### Task goal:
Please give the data again in full, exactly as it reads.

### Referring expression data:
• • •

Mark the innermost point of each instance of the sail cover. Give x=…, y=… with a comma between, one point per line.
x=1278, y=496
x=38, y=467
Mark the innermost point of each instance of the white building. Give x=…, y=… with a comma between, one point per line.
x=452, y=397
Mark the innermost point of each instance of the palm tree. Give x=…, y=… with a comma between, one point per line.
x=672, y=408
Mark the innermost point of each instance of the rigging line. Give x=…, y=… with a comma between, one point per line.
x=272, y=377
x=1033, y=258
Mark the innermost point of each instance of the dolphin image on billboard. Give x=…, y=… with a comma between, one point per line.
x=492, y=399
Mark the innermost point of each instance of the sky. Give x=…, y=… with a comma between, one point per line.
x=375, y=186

• • •

### Answer box:
Mark the innermost point of each instance of the sail cover. Give x=…, y=… with a comma between, one point per line.
x=1278, y=496
x=38, y=467
Mark the innermost point of each instance of the white building. Give x=…, y=… with a comma between, one point per line.
x=452, y=397
Mark the innermost point of each instance of the palm tree. Give x=…, y=… with a comma between, one point per line.
x=672, y=408
Mark the innermost point of each instance of the rigging line. Give x=…, y=… with a comma between, one point per line.
x=272, y=377
x=1033, y=258
Mark the innermost point of each instance of the dolphin image on billboard. Give x=…, y=… with a comma between, one point per line.
x=492, y=399
Mark the innermost point of each instance of the sky. Give x=…, y=… with a comma between, one point per line.
x=375, y=186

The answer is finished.